→ **WORK ITEM**: In the listing below, find the line containing "point(751, 591)" and the line containing "point(508, 354)". Repeat exactly those two lines and every line between them.

→ **PROVIDED DATA**:
--*--

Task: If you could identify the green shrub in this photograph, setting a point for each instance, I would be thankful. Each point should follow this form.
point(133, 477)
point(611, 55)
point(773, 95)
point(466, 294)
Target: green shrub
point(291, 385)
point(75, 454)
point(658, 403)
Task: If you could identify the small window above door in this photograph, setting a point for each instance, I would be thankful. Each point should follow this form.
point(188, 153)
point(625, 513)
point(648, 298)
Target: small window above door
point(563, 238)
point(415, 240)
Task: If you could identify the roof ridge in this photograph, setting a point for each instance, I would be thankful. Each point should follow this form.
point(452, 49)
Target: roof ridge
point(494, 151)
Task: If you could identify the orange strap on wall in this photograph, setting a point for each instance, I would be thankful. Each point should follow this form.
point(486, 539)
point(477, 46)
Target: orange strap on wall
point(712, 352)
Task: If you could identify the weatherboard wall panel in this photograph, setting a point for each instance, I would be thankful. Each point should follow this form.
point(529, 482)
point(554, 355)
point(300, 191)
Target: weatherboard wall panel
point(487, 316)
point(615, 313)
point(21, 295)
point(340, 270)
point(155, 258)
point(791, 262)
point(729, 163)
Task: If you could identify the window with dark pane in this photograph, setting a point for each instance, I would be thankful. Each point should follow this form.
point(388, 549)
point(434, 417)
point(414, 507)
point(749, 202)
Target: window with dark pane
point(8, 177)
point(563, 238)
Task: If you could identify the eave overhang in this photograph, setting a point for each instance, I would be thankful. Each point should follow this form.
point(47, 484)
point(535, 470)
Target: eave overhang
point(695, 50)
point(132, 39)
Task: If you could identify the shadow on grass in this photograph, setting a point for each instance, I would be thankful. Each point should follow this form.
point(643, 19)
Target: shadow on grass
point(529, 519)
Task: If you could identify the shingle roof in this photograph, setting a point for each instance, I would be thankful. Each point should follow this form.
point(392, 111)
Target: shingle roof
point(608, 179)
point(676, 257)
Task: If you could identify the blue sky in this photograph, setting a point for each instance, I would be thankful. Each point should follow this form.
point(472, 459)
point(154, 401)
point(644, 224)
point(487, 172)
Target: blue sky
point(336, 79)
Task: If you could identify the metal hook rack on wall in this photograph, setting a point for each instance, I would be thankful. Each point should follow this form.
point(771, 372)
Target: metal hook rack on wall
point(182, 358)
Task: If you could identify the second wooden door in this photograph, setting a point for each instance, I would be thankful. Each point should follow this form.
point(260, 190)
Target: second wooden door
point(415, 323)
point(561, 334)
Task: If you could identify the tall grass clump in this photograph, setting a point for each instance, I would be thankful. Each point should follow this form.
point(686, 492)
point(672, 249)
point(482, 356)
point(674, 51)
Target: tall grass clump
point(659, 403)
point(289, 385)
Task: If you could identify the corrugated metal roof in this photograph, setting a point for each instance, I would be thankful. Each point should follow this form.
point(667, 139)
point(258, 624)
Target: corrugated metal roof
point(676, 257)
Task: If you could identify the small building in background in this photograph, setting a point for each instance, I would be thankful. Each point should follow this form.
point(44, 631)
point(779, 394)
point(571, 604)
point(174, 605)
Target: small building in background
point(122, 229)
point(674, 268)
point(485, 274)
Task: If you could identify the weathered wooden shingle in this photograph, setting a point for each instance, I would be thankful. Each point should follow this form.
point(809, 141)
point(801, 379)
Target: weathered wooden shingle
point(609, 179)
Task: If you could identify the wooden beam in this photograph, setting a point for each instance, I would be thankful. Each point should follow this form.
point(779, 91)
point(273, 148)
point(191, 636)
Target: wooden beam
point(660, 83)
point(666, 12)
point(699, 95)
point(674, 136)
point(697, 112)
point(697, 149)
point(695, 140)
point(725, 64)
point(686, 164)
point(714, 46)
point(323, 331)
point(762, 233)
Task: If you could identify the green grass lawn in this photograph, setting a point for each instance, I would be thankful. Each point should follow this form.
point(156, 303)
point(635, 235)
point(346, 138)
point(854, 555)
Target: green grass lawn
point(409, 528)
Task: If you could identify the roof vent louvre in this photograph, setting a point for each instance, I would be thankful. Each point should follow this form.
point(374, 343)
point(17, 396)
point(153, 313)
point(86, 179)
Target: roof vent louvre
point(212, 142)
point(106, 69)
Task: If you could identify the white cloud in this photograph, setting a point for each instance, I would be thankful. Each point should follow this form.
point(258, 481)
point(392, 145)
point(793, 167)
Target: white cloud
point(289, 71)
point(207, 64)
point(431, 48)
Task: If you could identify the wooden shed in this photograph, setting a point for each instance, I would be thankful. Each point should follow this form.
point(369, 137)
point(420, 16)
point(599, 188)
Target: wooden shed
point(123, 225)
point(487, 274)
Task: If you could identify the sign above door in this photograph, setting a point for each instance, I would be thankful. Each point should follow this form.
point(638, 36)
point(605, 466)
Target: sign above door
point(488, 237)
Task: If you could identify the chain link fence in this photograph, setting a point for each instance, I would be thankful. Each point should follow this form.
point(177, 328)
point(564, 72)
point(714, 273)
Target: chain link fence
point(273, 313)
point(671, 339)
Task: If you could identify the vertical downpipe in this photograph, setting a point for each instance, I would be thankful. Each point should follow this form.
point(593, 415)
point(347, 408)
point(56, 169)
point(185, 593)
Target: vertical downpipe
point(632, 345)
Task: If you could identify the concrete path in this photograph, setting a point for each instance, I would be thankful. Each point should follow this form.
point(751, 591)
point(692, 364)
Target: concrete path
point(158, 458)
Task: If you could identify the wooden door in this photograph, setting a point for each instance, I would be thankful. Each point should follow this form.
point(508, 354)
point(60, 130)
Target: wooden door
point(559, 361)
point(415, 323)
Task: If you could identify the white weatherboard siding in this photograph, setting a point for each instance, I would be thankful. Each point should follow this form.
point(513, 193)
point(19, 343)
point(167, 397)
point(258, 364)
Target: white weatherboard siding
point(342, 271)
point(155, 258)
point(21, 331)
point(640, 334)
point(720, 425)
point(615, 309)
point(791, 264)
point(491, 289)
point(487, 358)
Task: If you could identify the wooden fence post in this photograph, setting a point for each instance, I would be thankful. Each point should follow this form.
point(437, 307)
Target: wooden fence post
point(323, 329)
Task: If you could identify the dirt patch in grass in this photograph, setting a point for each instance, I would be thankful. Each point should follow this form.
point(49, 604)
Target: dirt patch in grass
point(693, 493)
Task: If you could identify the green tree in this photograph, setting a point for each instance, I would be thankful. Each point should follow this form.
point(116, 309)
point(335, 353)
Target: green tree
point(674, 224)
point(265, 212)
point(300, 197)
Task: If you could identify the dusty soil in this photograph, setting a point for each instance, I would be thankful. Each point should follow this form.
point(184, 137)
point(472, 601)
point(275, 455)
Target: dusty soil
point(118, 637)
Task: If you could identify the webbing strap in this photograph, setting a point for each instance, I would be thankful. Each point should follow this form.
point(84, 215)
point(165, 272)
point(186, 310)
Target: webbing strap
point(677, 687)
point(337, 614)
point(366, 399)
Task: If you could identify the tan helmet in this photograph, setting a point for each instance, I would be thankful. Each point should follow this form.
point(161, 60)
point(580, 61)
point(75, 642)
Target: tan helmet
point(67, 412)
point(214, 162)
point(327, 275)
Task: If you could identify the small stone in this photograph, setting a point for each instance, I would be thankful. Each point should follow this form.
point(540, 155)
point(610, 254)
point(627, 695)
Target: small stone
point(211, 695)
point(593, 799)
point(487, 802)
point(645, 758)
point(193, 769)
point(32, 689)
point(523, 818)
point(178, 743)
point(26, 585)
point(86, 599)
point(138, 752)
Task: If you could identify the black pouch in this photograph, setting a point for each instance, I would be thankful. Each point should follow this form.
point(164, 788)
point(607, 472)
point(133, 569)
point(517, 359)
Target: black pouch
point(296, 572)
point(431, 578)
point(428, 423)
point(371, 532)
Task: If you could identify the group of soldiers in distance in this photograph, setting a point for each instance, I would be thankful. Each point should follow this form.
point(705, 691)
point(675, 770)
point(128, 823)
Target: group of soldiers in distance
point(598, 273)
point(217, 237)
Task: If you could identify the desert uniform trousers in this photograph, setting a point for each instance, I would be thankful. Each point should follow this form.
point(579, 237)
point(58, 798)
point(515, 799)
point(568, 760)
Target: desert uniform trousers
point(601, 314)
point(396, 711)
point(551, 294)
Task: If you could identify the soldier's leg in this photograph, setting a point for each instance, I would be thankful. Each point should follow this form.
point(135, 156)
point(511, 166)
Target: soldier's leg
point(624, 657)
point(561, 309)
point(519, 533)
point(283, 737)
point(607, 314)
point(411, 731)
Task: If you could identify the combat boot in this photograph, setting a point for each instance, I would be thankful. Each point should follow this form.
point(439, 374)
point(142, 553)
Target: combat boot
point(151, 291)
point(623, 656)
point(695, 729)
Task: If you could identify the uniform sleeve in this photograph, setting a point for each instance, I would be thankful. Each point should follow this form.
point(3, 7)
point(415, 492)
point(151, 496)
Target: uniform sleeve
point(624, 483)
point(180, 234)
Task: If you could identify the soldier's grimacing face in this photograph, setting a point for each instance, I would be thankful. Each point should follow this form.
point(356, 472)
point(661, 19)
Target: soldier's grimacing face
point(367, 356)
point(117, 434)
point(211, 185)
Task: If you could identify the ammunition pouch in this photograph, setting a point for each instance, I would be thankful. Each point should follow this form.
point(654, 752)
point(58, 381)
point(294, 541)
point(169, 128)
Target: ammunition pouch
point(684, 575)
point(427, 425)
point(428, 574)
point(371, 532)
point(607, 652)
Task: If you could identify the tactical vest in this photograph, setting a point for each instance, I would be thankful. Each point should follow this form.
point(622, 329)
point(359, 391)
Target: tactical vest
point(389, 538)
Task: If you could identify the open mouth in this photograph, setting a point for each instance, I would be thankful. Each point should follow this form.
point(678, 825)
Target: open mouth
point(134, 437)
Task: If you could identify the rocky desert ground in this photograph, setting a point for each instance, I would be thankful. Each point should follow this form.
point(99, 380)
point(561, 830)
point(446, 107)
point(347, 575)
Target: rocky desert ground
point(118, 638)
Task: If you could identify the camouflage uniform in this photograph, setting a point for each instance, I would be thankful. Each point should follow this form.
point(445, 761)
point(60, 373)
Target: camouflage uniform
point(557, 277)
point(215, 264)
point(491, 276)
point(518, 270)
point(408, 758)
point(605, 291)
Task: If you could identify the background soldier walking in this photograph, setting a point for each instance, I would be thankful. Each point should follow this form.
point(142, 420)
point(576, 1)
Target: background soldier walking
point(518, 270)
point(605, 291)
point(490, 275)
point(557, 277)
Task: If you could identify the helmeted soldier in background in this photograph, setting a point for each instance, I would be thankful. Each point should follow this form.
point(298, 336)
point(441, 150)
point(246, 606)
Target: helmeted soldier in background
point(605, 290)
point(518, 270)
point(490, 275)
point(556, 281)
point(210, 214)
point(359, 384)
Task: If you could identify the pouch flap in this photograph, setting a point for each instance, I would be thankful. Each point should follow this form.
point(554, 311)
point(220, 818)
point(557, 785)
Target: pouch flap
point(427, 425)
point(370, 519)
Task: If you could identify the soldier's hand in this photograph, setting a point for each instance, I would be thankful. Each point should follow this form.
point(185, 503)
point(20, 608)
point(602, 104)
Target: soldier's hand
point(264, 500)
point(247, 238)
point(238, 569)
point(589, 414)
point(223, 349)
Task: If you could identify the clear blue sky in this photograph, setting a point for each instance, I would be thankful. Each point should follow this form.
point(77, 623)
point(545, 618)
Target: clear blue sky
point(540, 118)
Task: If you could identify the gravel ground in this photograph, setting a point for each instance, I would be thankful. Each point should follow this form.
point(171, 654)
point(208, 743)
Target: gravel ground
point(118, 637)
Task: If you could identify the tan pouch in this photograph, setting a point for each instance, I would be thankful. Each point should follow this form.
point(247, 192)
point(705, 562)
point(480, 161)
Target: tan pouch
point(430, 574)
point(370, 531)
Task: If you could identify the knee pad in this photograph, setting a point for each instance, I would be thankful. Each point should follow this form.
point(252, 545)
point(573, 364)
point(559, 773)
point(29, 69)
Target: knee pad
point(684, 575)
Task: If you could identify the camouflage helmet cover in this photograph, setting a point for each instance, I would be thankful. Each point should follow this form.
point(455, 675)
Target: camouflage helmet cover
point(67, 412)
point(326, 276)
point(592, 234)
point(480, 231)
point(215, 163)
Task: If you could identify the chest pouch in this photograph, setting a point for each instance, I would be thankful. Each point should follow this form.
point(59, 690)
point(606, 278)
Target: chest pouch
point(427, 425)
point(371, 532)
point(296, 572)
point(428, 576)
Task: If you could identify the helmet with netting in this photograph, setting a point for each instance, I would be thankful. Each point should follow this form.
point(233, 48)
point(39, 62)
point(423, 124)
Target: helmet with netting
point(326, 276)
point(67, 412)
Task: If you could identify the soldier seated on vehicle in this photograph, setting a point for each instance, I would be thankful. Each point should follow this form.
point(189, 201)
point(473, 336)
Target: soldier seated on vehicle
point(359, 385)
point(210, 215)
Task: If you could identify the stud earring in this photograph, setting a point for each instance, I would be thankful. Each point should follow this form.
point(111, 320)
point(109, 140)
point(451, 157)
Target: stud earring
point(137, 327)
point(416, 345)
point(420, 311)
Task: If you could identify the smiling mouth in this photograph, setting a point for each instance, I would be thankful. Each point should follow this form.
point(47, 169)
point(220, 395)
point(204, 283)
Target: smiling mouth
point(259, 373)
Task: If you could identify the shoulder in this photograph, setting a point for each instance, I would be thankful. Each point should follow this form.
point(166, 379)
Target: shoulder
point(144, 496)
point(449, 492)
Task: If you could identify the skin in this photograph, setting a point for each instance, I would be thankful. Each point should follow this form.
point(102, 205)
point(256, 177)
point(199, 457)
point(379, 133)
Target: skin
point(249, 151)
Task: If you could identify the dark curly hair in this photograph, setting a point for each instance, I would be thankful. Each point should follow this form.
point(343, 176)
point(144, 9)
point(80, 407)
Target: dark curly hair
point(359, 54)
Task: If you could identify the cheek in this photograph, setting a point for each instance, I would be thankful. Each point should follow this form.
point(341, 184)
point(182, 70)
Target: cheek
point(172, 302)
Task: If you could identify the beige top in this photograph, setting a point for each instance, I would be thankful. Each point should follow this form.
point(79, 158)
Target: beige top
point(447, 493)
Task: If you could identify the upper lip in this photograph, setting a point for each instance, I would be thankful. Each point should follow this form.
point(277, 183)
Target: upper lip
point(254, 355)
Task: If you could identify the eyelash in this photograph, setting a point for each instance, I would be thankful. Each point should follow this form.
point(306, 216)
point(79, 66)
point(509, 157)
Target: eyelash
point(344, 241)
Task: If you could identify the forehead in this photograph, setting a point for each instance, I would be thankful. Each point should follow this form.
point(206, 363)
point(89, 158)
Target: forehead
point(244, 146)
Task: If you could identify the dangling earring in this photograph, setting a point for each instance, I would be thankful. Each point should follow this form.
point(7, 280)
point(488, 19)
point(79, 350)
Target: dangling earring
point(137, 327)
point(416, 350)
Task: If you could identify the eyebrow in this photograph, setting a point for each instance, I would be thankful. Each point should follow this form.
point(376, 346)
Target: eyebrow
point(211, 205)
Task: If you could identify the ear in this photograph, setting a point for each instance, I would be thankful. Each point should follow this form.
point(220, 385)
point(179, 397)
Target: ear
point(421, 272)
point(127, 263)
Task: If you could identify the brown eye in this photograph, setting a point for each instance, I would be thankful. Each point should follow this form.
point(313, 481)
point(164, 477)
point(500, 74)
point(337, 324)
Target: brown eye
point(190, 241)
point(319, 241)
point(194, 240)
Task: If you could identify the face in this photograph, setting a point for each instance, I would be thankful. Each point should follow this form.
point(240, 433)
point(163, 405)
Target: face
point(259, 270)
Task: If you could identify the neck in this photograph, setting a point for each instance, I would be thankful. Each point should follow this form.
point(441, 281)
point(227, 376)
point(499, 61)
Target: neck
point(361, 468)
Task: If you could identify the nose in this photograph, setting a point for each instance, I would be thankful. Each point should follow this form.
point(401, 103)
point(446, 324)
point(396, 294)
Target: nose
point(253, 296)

--*--

→ **RESPONSE TO THIS TASK**:
point(751, 591)
point(692, 364)
Target: concrete path
point(158, 458)
Task: If you could identify the wooden door in this photograph, setting a point for each instance, I would be thankful. Each point should follow this form.
point(508, 354)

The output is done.